• GIVEN PASSAGE:

Lankford continued, “As I rode along with our border law enforcement at night, I personally watched a group of adults traveling with children move across the border. Then moments later, while law enforcement was processing the family units, a different group of single adults unsuccessfully tried to slip past border patrol a mile away. Later in the evening, the border patrol agents were simultaneously interdicting family units on the road, a group of single men working through the swampy cane fields, and a raft of narcotics crossing the river. Their job is dangerous, hot, and difficult. But the only complaint I heard from any federal agent protecting our country was their consistent frustration that some in Washington and the national media continue to tell a false story about them and their work. None of them claimed that law enforcement was always above reproach, but all of them could tell stories about lives they have saved, drugs they have interdicted and ways they have personally served poor families as they illegally cross into the US. I do not understand why some of my colleagues have chosen to demonize our federal law enforcement, rather than help them with the legal tools they need to protect our country.

“It was ironic to see the makeshift processing center for 1,500 to 2,000 daily illegal crossings literally under an international bridge that carries thousands of people legally crossing into the US each day. The US has the most open immigration system in the world. I walked the pedestrian and vehicle crossing area at McAllen and saw the security features and the constant legal movement of people from Mexico into the US. Our border is not difficult to cross legally. But cartels in Mexico have created a multi-billion dollar business of moving people illegally across our border. We can either ignore the problem and assist the cartels or we can address the problem and stop child smuggling and human trafficking. It is time to address the serious legal and funding problems at our southern border.”

• WHAT IS BEING ASKED:
Copy the Lankford border statement above word for word, from beginning to end.

• EXTRACTED RECORDS:

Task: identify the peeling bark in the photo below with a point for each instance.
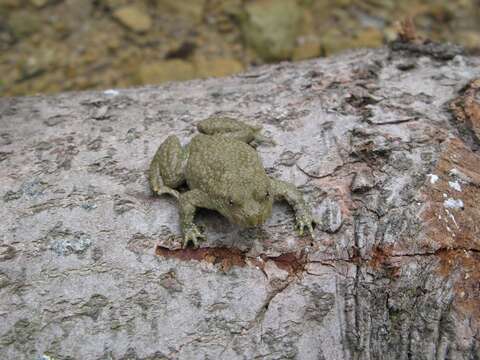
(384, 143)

--

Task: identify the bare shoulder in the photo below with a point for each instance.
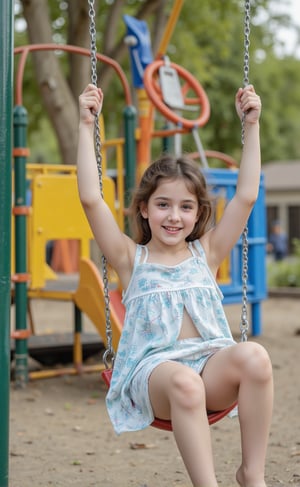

* * *

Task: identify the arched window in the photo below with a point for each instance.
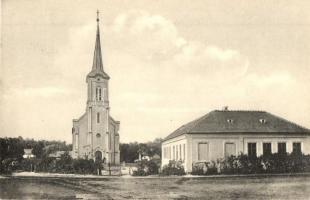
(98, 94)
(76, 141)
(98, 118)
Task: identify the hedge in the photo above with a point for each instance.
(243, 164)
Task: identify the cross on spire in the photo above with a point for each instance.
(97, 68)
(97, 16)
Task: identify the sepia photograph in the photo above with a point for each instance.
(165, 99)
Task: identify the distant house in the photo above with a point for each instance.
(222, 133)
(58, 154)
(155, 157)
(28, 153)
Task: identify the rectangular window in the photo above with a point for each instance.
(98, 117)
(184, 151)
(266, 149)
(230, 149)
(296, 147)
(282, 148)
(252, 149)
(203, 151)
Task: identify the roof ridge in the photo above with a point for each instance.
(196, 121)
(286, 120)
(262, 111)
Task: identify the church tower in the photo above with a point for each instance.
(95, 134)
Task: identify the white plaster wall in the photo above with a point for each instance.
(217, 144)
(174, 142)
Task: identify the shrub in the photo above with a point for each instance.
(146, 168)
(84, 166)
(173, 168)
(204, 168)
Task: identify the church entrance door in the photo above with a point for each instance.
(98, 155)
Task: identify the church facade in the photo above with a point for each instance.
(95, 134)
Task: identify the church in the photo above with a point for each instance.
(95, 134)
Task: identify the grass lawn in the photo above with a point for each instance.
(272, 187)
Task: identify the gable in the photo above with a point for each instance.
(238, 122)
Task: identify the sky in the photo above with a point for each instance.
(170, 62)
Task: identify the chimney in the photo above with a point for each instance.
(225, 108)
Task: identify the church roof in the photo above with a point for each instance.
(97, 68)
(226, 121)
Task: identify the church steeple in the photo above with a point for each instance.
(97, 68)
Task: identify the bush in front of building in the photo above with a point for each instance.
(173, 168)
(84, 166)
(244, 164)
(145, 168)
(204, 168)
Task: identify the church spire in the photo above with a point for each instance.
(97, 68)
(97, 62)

• ANSWER BELOW:
Lankford continued, “As I rode along with our border law enforcement at night, I personally watched a group of adults traveling with children move across the border. Then moments later, while law enforcement was processing the family units, a different group of single adults unsuccessfully tried to slip past border patrol a mile away. Later in the evening, the border patrol agents were simultaneously interdicting family units on the road, a group of single men working through the swampy cane fields, and a raft of narcotics crossing the river. Their job is dangerous, hot, and difficult. But the only complaint I heard from any federal agent protecting our country was their consistent frustration that some in Washington and the national media continue to tell a false story about them and their work. None of them claimed that law enforcement was always above reproach, but all of them could tell stories about lives they have saved, drugs they have interdicted and ways they have personally served poor families as they illegally cross into the US. I do not understand why some of my colleagues have chosen to demonize our federal law enforcement, rather than help them with the legal tools they need to protect our country.

“It was ironic to see the makeshift processing center for 1,500 to 2,000 daily illegal crossings literally under an international bridge that carries thousands of people legally crossing into the US each day. The US has the most open immigration system in the world. I walked the pedestrian and vehicle crossing area at McAllen and saw the security features and the constant legal movement of people from Mexico into the US. Our border is not difficult to cross legally. But cartels in Mexico have created a multi-billion dollar business of moving people illegally across our border. We can either ignore the problem and assist the cartels or we can address the problem and stop child smuggling and human trafficking. It is time to address the serious legal and funding problems at our southern border.”